- **WHAT THE TASK REQUIRES**: Count the lines in the entries below that contain the string "target" and give only that number.
--------------------------------
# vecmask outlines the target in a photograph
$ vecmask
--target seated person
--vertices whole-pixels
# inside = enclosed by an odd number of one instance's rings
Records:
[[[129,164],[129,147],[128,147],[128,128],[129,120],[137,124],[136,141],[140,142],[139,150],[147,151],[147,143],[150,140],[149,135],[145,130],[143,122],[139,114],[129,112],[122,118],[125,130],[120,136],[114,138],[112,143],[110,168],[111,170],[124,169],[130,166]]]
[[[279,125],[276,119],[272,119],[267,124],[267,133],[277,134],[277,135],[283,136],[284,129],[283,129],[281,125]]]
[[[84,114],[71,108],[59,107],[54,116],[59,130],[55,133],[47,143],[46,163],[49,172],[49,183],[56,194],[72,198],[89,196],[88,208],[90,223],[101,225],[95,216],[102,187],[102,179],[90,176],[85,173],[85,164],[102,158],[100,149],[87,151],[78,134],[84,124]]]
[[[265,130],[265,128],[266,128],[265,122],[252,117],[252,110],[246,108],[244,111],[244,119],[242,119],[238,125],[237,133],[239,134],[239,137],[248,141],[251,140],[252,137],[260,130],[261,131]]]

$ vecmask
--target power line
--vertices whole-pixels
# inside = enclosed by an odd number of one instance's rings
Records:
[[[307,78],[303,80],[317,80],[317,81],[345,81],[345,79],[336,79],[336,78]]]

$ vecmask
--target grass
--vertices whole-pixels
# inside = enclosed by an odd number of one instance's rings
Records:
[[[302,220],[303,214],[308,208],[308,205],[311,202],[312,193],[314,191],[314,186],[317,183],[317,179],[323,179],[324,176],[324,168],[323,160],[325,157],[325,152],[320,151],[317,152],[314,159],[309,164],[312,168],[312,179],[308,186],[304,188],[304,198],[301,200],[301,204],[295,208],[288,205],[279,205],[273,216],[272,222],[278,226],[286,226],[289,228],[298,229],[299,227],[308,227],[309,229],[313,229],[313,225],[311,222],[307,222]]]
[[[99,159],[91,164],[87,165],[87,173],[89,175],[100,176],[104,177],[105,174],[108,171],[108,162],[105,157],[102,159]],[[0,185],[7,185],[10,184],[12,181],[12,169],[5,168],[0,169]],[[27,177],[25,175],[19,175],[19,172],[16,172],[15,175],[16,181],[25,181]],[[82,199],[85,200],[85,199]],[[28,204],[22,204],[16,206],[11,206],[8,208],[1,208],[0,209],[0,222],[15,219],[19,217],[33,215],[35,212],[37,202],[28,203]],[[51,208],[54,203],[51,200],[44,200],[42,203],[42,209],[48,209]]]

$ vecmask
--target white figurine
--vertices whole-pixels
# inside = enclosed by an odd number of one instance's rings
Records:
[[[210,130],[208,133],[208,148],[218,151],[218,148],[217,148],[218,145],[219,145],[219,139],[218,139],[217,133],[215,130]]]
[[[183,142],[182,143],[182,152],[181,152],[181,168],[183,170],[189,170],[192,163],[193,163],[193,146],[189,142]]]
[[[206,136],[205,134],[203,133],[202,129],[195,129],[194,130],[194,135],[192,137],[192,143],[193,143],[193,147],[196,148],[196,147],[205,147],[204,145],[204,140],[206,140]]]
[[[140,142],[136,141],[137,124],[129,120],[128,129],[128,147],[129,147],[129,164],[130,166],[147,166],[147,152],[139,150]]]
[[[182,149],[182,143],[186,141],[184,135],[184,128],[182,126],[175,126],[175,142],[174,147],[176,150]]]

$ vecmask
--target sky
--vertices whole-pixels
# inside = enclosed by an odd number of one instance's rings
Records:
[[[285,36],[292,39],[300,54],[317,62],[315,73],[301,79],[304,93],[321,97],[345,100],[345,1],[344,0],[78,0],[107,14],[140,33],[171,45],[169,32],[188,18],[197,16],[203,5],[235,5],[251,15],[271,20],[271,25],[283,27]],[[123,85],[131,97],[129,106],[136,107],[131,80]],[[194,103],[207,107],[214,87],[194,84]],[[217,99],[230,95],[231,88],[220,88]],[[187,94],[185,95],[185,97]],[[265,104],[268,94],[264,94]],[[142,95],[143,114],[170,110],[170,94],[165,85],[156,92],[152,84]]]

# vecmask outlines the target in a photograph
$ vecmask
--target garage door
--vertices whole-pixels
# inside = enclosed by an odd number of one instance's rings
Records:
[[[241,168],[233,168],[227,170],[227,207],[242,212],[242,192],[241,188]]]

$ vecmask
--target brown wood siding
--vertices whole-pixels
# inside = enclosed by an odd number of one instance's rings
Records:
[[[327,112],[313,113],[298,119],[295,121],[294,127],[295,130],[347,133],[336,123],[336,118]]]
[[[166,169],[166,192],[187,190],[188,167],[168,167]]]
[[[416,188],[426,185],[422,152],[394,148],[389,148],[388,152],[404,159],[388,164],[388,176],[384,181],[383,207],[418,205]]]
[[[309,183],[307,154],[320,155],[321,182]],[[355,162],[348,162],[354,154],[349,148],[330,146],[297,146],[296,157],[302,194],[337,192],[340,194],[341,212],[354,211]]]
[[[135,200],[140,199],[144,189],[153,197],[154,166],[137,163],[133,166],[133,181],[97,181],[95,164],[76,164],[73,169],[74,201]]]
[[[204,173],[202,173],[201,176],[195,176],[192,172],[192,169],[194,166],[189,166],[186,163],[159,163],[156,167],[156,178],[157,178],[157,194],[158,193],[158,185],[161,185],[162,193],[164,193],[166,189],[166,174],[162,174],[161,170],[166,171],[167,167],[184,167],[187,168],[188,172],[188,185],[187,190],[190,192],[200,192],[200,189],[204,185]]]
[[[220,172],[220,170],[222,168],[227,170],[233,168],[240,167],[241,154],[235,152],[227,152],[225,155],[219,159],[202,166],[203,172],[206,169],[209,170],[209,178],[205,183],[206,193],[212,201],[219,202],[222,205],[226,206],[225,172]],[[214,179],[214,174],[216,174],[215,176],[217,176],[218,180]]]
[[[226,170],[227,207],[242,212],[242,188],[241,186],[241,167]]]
--------------------------------
- **THE RESULT**: 9